Go through the data below and transcribe it exactly. Omit the images.

———

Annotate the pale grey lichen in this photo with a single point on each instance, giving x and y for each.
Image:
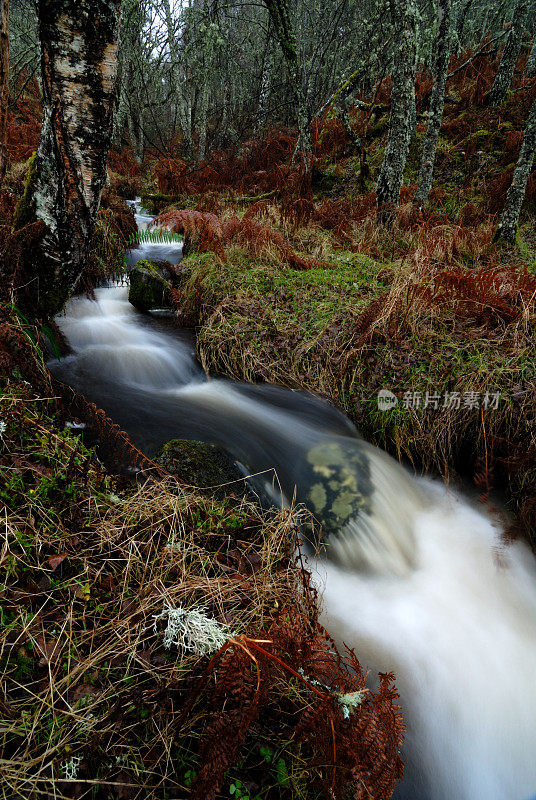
(192, 630)
(348, 702)
(70, 768)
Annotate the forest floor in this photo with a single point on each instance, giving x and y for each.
(294, 284)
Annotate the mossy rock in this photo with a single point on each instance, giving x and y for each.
(155, 203)
(149, 286)
(202, 465)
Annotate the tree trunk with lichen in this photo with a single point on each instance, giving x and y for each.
(402, 102)
(506, 230)
(79, 43)
(4, 85)
(280, 16)
(437, 102)
(504, 75)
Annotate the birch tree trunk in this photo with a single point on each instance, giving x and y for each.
(437, 102)
(4, 84)
(79, 42)
(512, 46)
(402, 101)
(530, 67)
(507, 227)
(280, 16)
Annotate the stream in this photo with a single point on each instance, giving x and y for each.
(414, 575)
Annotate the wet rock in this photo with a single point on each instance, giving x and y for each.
(202, 465)
(150, 285)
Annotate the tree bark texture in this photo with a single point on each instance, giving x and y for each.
(402, 101)
(4, 84)
(512, 46)
(507, 227)
(79, 44)
(280, 16)
(437, 102)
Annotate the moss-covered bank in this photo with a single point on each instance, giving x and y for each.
(454, 344)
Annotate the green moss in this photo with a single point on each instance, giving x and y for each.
(149, 287)
(25, 209)
(202, 465)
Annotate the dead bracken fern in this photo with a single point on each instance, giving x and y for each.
(201, 230)
(92, 699)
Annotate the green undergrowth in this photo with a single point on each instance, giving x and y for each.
(90, 694)
(258, 306)
(158, 641)
(459, 360)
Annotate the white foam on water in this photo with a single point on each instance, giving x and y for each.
(448, 608)
(105, 334)
(459, 632)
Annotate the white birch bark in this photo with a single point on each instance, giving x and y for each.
(512, 46)
(508, 222)
(79, 43)
(437, 102)
(402, 101)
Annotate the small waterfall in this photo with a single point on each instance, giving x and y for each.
(417, 580)
(150, 250)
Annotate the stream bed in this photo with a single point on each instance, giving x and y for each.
(418, 579)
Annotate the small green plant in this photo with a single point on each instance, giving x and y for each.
(155, 236)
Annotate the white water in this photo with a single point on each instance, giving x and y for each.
(459, 633)
(457, 625)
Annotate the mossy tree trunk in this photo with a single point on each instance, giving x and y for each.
(79, 43)
(507, 227)
(403, 14)
(530, 66)
(280, 16)
(512, 46)
(437, 102)
(4, 84)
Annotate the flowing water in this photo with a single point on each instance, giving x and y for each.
(414, 575)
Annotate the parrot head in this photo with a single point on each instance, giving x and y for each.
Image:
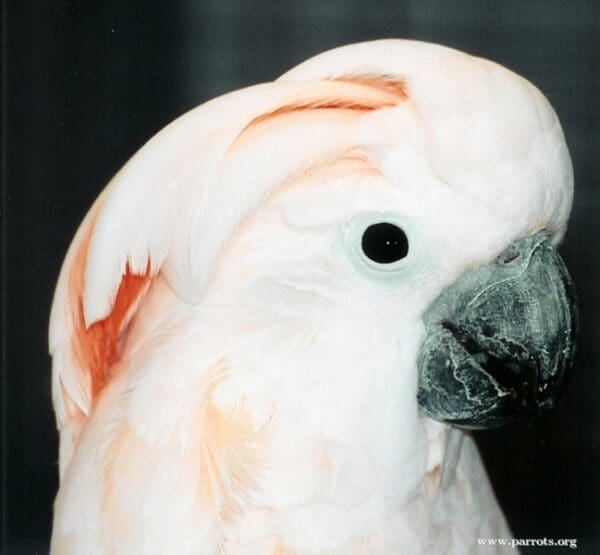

———

- Answer to the problem
Annotate the pale grey lichen in this photo with a single point on each instance, giving x and y for each.
Image:
(192, 630)
(348, 702)
(70, 768)
Annotate the forest floor in this photo with a single point on each instance, giving x and y for each.
(294, 284)
Annotate the mossy rock in this photo with a single point on each instance, giving x and y for each.
(155, 203)
(149, 286)
(202, 465)
Annotate the tree trunk with lichen in this photo with a single point on each instance, giving x and y for each.
(402, 102)
(506, 230)
(79, 43)
(4, 85)
(280, 16)
(437, 102)
(504, 75)
Annotate the birch tree trunk in this photo with a single point on each instance, giving x and y for each.
(437, 102)
(4, 84)
(79, 42)
(512, 46)
(402, 101)
(530, 67)
(507, 227)
(280, 16)
Annotate the stream in this photo with a single point on each instance, giving x and y for each.
(414, 575)
Annotate the wet rock in this photo with a single point on each instance, giving x and y for each.
(202, 465)
(150, 285)
Annotate the tree bark texture in this photo with a single point on each instance, giving x and y for each.
(402, 101)
(4, 84)
(512, 46)
(507, 227)
(79, 44)
(280, 16)
(437, 102)
Annotate the moss-covered bank in this photo with a single point on each instance, giving x and y for each.
(454, 344)
Annotate the green moss in this photo with a single point on each instance, giving x and y for each.
(149, 287)
(25, 209)
(202, 465)
Annotate the dead bracken fern in this photo with a single point on each instance, giving x and y for each.
(201, 230)
(92, 699)
Annotate the green undergrowth in this photo with a single point on each instance, giving x and y for each.
(90, 694)
(258, 306)
(158, 641)
(459, 360)
Annotate the white foam on water in this photo with a single point on each instance, giving x and y for each.
(448, 608)
(105, 334)
(459, 632)
Annotate the white birch bark in this photo with a single point on each instance, giving x and y for each.
(512, 46)
(508, 222)
(79, 43)
(437, 102)
(402, 101)
Annotate the small waterfall in this photo with a single point on each instance, giving x and y for each.
(417, 580)
(150, 250)
Annotate the stream bed in this photo with a single point on each instance, giving x and y for each.
(418, 579)
Annotate the small green plant in this photo with a single point on each instance, giving x and y for each.
(155, 236)
Annotate the white water in this photo with a single point on each instance, giving x and y for each.
(459, 633)
(457, 625)
Annotate the mossy tree trunk in this photo with a single point on each instance, giving x and y for each.
(79, 43)
(507, 227)
(403, 14)
(530, 66)
(280, 16)
(512, 46)
(437, 102)
(4, 84)
Annotate the flowing water in this photo with a single point on each instance, giving x and y for each.
(414, 575)
Annotate the parrot head in this photo with a single point on each instance, giving x and y for each.
Image:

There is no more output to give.